#### Required work:
Output the lines of the listing between the lines holding "Task: tag every instance of the stem" and "pixel 25 280", inclusive, as a Markdown table with the columns Index and Text, numbering each row and leaving out blank lines. Include no other lines.

----------------------------------------

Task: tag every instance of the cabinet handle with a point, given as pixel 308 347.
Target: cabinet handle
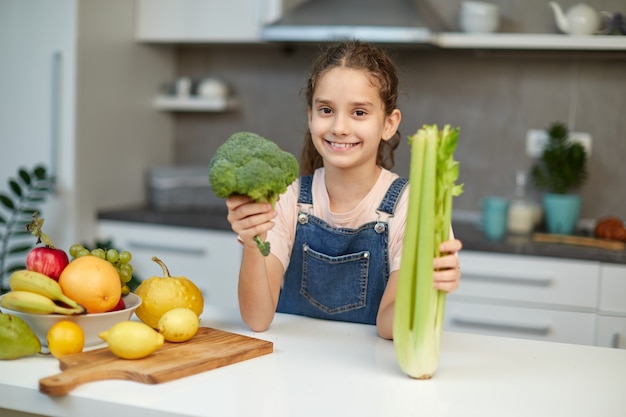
pixel 55 114
pixel 616 340
pixel 166 248
pixel 498 279
pixel 539 329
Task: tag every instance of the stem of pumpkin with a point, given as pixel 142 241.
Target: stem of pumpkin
pixel 166 272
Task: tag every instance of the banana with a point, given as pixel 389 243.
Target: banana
pixel 16 338
pixel 33 303
pixel 25 280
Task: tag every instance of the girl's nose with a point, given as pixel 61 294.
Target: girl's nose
pixel 340 126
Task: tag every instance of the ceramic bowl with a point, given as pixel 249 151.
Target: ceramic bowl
pixel 92 324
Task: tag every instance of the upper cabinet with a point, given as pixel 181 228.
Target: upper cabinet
pixel 195 21
pixel 243 21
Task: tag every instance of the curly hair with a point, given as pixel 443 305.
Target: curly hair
pixel 382 70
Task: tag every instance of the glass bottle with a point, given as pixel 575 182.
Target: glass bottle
pixel 522 217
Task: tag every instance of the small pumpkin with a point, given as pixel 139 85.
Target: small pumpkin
pixel 162 294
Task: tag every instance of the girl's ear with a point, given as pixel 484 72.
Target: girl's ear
pixel 391 124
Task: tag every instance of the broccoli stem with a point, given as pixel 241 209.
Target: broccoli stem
pixel 264 247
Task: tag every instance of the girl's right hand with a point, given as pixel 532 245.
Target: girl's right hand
pixel 249 219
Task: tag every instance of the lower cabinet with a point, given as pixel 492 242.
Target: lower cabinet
pixel 209 258
pixel 542 298
pixel 611 325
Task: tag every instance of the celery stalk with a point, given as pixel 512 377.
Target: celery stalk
pixel 419 308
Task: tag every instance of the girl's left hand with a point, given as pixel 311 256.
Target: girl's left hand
pixel 447 267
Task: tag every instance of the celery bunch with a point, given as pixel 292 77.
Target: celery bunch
pixel 419 308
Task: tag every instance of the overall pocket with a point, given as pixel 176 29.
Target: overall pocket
pixel 335 284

----------------------------------------

#### Final answer:
| Index | Text |
|---|---|
| 1 | Task: tag every instance of the stem of pumpkin with a point, given as pixel 142 241. |
| 2 | Target: stem of pumpkin |
| 3 | pixel 166 272 |
| 4 | Task: tag every instance of the banana with a point, given as pixel 389 243. |
| 5 | Target: banana |
| 6 | pixel 16 338 |
| 7 | pixel 33 303 |
| 8 | pixel 25 280 |